What is needed
According to the essay excerpt below, what kind of liability for punitive damages does Part III argue employers should also face?

This Essay begins by emphasizing the fundamental idea on which Professor Seiner and I agree-that there should be little room for courts to reduce punitive damages in federal employment discrimination cases based on constitutional concerns about excessiveness. Title VII contains express damages limitations that alleviate such concerns.

The Essay continues by discussing whether the Supreme Court's decision in Exxon Shipping Co. v. Baker applies to federal discrimination claims. In arguing that there is little need for courts to use due process limits on punitive damages in federal discrimination cases, Professor Seiner draws on the underlying rationales of Exxon. Part II demonstrates how invoking Exxon is problematic because courts might use its reasoning to impose unnecessary and inappropriate limits on punitive damages, even those that fall within Title VII's modest damages cap.

Finally, this Essay supplements the multi-part test suggested by Professor Seiner. Professor Seiner's model involves situations in which the employer is being held vicariously liable for punitive damages. Part III argues that employers also should face direct liability for punitive damages and provides the contours for such analysis. Any punitive damages test that is centered on expressed Supreme Court norms related to agency principles will necessarily be underinclusive as to possible punitive damages awards against employers. To date, the Supreme Court has failed to fully explore how employers are liable for their own intentional conduct rather than just derivatively liable for the acts of their agents.


This article was published in 97 Iowa L. Rev. Bull. 24 (2012).

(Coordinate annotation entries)
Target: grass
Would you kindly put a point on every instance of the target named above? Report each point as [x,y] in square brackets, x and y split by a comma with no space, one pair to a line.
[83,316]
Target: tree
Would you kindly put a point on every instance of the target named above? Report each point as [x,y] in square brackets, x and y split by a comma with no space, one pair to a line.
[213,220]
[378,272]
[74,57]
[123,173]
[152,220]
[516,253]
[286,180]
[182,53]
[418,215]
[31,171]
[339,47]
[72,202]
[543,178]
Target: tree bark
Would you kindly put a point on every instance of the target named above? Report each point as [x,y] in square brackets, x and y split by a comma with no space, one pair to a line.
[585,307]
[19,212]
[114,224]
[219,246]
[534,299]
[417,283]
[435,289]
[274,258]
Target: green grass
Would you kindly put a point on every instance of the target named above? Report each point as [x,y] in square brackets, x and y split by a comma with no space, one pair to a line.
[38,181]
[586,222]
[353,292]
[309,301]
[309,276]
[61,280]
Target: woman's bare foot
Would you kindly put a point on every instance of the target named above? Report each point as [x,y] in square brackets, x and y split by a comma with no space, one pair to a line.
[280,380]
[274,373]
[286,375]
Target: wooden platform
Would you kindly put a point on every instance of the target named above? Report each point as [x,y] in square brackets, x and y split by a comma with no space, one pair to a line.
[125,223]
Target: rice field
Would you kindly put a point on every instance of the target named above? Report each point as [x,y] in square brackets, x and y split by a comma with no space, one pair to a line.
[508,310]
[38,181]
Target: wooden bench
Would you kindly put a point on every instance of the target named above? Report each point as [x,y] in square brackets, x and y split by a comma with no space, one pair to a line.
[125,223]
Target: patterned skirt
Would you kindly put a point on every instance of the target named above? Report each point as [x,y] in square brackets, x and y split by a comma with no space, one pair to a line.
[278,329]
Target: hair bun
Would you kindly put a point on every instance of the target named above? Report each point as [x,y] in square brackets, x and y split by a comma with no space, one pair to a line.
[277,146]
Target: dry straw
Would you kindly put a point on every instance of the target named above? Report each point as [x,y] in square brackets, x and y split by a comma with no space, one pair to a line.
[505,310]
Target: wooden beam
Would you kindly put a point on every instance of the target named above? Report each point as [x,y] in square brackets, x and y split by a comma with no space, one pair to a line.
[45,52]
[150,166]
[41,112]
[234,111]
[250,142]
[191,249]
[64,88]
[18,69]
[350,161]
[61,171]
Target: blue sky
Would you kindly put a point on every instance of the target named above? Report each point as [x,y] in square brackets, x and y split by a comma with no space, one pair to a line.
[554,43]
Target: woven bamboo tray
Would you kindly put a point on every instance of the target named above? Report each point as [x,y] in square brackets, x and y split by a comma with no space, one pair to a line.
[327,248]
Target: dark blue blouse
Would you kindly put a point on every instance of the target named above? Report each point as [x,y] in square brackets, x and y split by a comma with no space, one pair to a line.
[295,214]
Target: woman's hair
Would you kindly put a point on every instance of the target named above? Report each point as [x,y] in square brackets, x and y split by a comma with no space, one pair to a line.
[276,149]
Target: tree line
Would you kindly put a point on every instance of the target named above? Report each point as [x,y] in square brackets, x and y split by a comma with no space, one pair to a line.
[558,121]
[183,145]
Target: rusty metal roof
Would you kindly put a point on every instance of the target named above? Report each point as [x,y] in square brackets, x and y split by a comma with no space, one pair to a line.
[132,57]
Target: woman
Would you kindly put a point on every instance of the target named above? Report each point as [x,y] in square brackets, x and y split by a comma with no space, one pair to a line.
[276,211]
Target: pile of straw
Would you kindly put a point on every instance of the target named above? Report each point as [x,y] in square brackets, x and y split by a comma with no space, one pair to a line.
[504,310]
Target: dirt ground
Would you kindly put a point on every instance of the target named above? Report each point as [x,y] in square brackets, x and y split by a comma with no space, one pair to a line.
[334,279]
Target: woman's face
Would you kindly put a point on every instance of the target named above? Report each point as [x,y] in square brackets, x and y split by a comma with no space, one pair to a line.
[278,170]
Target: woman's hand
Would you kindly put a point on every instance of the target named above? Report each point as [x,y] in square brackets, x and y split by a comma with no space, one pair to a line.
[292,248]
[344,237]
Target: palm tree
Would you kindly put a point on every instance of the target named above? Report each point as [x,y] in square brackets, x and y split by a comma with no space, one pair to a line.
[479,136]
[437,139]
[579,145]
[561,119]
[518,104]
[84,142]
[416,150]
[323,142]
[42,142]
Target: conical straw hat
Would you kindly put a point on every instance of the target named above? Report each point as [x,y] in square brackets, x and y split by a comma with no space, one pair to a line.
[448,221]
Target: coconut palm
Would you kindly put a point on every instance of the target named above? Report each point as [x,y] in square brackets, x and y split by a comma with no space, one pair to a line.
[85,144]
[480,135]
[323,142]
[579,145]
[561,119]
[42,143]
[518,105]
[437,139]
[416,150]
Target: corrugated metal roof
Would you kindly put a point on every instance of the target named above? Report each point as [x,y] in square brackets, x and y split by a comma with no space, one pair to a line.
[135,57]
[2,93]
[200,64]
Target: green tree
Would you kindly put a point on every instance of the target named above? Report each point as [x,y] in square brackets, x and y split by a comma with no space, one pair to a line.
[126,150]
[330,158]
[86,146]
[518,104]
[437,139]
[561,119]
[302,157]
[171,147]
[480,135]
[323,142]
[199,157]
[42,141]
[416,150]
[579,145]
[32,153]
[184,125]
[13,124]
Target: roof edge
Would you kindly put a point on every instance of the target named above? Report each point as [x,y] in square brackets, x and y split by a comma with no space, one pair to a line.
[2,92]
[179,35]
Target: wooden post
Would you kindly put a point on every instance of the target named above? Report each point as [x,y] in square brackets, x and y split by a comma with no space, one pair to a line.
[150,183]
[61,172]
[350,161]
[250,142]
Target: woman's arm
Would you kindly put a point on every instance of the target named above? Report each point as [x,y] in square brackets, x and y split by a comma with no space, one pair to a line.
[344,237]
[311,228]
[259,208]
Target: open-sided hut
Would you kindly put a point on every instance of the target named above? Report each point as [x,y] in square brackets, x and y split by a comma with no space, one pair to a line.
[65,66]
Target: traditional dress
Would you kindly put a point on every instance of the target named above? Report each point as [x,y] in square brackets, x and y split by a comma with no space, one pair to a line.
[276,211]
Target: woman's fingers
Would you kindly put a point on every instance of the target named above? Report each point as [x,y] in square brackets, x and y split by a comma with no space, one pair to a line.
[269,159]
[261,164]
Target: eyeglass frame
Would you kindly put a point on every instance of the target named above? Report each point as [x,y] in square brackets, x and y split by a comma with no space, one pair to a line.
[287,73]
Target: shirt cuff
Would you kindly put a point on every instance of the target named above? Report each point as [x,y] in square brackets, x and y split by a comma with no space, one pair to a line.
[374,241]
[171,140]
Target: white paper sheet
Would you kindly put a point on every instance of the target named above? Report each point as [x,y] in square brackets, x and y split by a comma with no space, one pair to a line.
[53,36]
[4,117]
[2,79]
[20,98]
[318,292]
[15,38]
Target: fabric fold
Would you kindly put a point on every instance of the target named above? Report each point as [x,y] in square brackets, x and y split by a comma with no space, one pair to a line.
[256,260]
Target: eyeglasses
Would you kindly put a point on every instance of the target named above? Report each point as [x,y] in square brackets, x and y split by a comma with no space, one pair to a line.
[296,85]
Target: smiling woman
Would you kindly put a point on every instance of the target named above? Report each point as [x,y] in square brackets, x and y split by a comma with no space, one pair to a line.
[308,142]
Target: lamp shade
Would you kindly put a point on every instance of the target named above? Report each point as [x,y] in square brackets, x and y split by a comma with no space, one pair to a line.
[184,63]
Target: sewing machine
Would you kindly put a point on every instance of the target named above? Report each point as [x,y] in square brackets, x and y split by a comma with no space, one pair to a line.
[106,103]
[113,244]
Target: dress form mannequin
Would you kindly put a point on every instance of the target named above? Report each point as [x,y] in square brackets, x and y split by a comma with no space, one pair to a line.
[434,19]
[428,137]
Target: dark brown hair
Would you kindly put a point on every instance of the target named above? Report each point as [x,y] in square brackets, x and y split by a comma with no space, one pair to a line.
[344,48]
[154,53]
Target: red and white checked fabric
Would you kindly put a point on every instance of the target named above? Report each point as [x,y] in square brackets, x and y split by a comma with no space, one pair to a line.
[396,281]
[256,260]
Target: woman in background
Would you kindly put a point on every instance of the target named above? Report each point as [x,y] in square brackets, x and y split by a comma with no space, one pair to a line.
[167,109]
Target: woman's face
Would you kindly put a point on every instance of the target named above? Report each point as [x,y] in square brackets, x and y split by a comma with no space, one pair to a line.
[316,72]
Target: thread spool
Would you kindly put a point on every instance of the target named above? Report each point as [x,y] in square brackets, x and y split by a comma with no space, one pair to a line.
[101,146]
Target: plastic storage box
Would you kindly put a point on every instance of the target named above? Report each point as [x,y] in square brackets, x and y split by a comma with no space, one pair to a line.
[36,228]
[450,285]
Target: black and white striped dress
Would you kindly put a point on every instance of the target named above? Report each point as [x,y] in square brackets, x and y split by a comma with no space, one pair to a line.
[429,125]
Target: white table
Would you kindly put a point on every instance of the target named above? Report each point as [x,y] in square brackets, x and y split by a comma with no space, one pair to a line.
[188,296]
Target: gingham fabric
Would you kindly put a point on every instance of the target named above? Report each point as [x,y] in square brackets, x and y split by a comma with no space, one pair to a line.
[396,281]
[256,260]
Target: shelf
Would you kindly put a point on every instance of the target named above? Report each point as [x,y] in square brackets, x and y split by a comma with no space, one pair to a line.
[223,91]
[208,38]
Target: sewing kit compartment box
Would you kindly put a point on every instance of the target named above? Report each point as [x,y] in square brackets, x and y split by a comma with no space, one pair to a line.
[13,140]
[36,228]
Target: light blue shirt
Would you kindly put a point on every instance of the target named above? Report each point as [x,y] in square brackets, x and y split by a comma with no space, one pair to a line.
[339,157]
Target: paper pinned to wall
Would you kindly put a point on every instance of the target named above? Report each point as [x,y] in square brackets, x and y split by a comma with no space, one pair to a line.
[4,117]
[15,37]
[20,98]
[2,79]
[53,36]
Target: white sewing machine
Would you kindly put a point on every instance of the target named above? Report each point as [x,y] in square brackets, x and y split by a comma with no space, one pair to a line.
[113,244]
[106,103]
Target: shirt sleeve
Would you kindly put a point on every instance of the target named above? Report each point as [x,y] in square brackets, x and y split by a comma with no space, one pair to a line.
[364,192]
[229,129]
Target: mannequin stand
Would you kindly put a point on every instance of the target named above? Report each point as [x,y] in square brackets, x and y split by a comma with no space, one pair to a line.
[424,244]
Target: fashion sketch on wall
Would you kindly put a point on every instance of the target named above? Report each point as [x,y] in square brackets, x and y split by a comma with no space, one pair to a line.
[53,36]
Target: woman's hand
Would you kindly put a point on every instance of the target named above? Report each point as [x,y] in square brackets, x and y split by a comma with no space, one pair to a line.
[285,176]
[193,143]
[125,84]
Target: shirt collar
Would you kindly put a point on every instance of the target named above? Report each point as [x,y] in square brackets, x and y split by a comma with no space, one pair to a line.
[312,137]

Full output
Direct liability for punitive damages.